(Input):

□ □ □ □ □ □ □

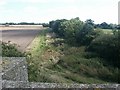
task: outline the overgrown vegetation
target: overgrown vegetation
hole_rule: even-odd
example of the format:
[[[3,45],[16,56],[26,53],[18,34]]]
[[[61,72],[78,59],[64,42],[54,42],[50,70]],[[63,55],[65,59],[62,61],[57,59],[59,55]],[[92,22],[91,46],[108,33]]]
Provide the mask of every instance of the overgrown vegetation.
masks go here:
[[[23,57],[25,53],[20,52],[15,44],[0,42],[1,52],[0,56],[2,57]]]
[[[94,40],[105,34],[101,29],[94,29],[78,18],[52,21],[50,27],[56,33],[55,37],[47,37],[48,33],[54,33],[44,30],[34,41],[35,48],[30,51],[30,81],[120,83],[120,69],[116,63],[109,63],[107,58],[91,50]]]

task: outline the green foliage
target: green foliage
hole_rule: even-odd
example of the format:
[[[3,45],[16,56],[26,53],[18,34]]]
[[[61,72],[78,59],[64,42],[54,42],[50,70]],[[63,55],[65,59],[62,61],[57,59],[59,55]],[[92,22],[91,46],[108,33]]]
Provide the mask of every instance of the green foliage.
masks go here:
[[[25,56],[24,53],[20,52],[17,50],[16,45],[10,44],[10,43],[5,43],[5,42],[0,42],[2,52],[1,56],[2,57],[22,57]]]
[[[96,52],[107,62],[120,68],[120,44],[118,34],[103,34],[92,41],[88,51]]]
[[[84,23],[79,18],[50,22],[51,28],[70,44],[89,44],[94,39],[94,28],[90,22]]]

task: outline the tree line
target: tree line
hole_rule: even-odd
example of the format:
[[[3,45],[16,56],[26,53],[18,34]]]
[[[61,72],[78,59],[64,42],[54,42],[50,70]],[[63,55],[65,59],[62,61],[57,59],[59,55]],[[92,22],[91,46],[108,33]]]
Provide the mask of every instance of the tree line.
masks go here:
[[[102,23],[95,25],[92,20],[81,21],[61,19],[49,22],[50,28],[69,45],[86,46],[86,51],[94,52],[114,67],[120,68],[119,25]],[[110,28],[111,27],[111,28]],[[102,29],[112,29],[113,34],[105,34]]]

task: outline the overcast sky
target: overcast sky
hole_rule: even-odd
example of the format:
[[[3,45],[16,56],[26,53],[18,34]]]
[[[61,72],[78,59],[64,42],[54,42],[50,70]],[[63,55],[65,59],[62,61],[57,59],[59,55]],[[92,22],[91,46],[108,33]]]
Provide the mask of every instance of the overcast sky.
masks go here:
[[[118,23],[119,0],[0,0],[0,23],[49,22],[79,17]]]

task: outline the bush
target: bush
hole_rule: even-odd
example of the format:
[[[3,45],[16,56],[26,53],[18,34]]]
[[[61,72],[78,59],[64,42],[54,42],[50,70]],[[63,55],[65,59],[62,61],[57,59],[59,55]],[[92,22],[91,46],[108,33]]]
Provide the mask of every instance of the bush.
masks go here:
[[[99,54],[107,62],[120,68],[120,44],[117,34],[103,34],[92,41],[87,50]]]
[[[96,35],[93,26],[82,22],[79,18],[51,21],[50,27],[70,44],[87,45]]]
[[[25,56],[24,53],[17,50],[14,44],[0,42],[2,52],[0,56],[2,57],[23,57]]]

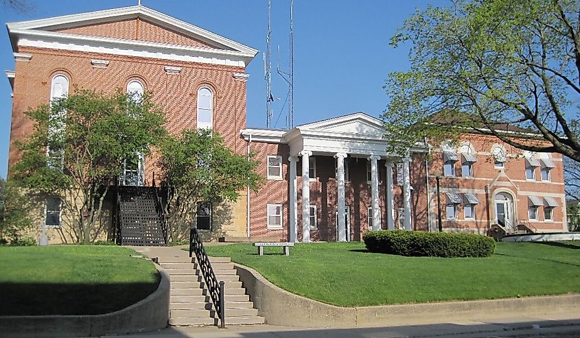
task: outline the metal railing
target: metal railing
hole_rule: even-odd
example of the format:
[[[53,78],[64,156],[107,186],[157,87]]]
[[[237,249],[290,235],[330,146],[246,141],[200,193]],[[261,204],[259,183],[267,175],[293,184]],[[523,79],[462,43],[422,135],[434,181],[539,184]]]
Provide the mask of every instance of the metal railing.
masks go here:
[[[218,282],[218,278],[216,277],[216,274],[213,273],[213,269],[209,263],[209,258],[205,252],[205,248],[203,248],[203,243],[201,241],[201,238],[196,228],[192,228],[189,230],[189,257],[192,256],[192,253],[196,254],[199,269],[203,275],[203,280],[205,281],[207,291],[211,298],[211,302],[216,306],[216,313],[220,318],[221,327],[224,328],[226,324],[224,282],[222,280]]]

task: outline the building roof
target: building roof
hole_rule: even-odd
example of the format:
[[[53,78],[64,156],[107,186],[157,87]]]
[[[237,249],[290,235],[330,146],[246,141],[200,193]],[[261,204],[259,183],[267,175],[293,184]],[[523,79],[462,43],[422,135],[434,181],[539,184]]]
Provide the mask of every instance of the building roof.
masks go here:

□ □ □ □ □ □ □

(Written request): Reproduce every line of the records above word for word, leaving out the pictures.

(Task answer):
task: outline the overgrown vegetation
target: overgrown vegetation
hole_rule: even-odd
example of the format:
[[[3,45],[16,56],[26,53],[18,34]]]
[[[61,72],[78,59],[64,42],[54,42],[50,70]],[[63,55],[65,59],[62,61],[57,59],[59,55]],[[92,22],[91,46],[108,33]]]
Provide the mask of every instance of the overgrown vegetation.
masks go here:
[[[23,57],[25,53],[20,52],[15,44],[0,42],[1,52],[0,56],[2,57]]]
[[[94,40],[105,34],[101,29],[94,29],[78,18],[52,21],[50,27],[56,33],[55,37],[47,37],[48,33],[54,33],[44,30],[34,41],[35,48],[30,51],[30,81],[120,83],[120,69],[116,63],[109,63],[107,58],[91,50]]]

task: outline the green foliage
target: green foliage
hole_rule: even-odd
example of the format:
[[[3,45],[16,56],[26,53],[18,34]]]
[[[61,72],[78,59],[64,42],[54,42],[50,70]],[[63,55],[65,59],[62,61],[57,59],[59,55]],[[92,22],[91,46],[108,33]]]
Provide the mask of every instance of the green foliage.
masks go here:
[[[25,56],[24,53],[20,52],[17,50],[16,45],[10,44],[10,43],[5,43],[5,42],[0,42],[2,52],[1,56],[2,57],[22,57]]]
[[[96,52],[107,62],[120,68],[120,44],[118,34],[103,34],[92,41],[88,51]]]
[[[84,23],[79,18],[50,22],[51,28],[70,44],[89,44],[94,39],[94,28],[90,22]]]

task: outline the tree line
target: tree line
hole_rule: even-odd
example of the format:
[[[3,45],[16,56],[26,53],[18,34]]]
[[[61,72],[78,59],[64,42],[54,42],[50,70]],[[63,55],[65,59],[62,61],[57,59],[59,55]],[[92,22],[91,46],[108,33]]]
Provide the mask of every instance of the tree line.
masks go here:
[[[102,23],[95,25],[92,20],[81,21],[61,19],[49,22],[50,28],[69,45],[86,46],[86,51],[94,52],[114,67],[120,68],[119,25]],[[110,28],[111,27],[111,28]],[[102,29],[112,29],[113,34],[105,34]]]

task: outline the overcast sky
target: overcast sky
hole_rule: even-odd
example of the format:
[[[3,45],[16,56],[26,53],[18,34]]]
[[[61,72],[78,59],[64,42],[54,42],[50,70]],[[63,55],[65,59],[62,61],[57,59],[59,55]],[[92,22],[91,46],[108,33]]]
Provide the mask of every instance of the overcast sky.
masks go here:
[[[118,23],[119,0],[0,0],[0,23],[49,22],[79,17]]]

task: outline the bush
target: bush
hole_rule: even-odd
example of the format:
[[[3,45],[16,56],[26,53],[18,34]]]
[[[61,72],[78,59],[64,42],[54,42],[50,70]],[[63,55],[65,59],[62,61],[57,59],[59,55]],[[92,22],[91,46],[108,33]]]
Provide the mask of every instance of the bush.
masks go here:
[[[99,54],[107,62],[120,68],[120,44],[117,34],[103,34],[92,41],[87,50]]]
[[[96,35],[93,26],[82,22],[79,18],[51,21],[50,27],[70,44],[87,45]]]
[[[25,56],[24,53],[17,50],[14,44],[0,42],[2,52],[0,56],[2,57],[23,57]]]

task: outline the metal railing
target: metal railing
hole_rule: even-odd
example of the format:
[[[53,78],[64,156],[107,186],[157,87]]]
[[[237,249],[290,235],[330,146],[246,141],[200,193]],[[261,204],[259,183],[267,175],[293,184]],[[523,79],[462,43],[422,135],[434,181],[539,184]]]
Provide the mask of every instance of the metal railing.
masks go here:
[[[218,282],[218,278],[216,277],[216,274],[213,273],[213,269],[209,263],[209,258],[205,252],[205,248],[203,248],[203,243],[201,241],[201,238],[196,228],[192,228],[189,230],[189,257],[192,256],[192,253],[196,254],[199,269],[203,275],[203,280],[205,281],[207,291],[211,298],[211,302],[216,306],[216,313],[220,318],[221,327],[224,328],[226,324],[224,282],[222,280]]]

task: outline the building roof
target: building roof
hole_rule: even-odd
example of the format:
[[[53,78],[64,156],[107,186],[157,87]]]
[[[237,249],[290,235],[330,146],[246,141],[200,193]],[[261,204],[259,183],[267,175],[293,184]],[[523,79],[462,43],[422,135],[434,181],[539,184]]]
Provide the mask of every instance of the building roof.
masks go here:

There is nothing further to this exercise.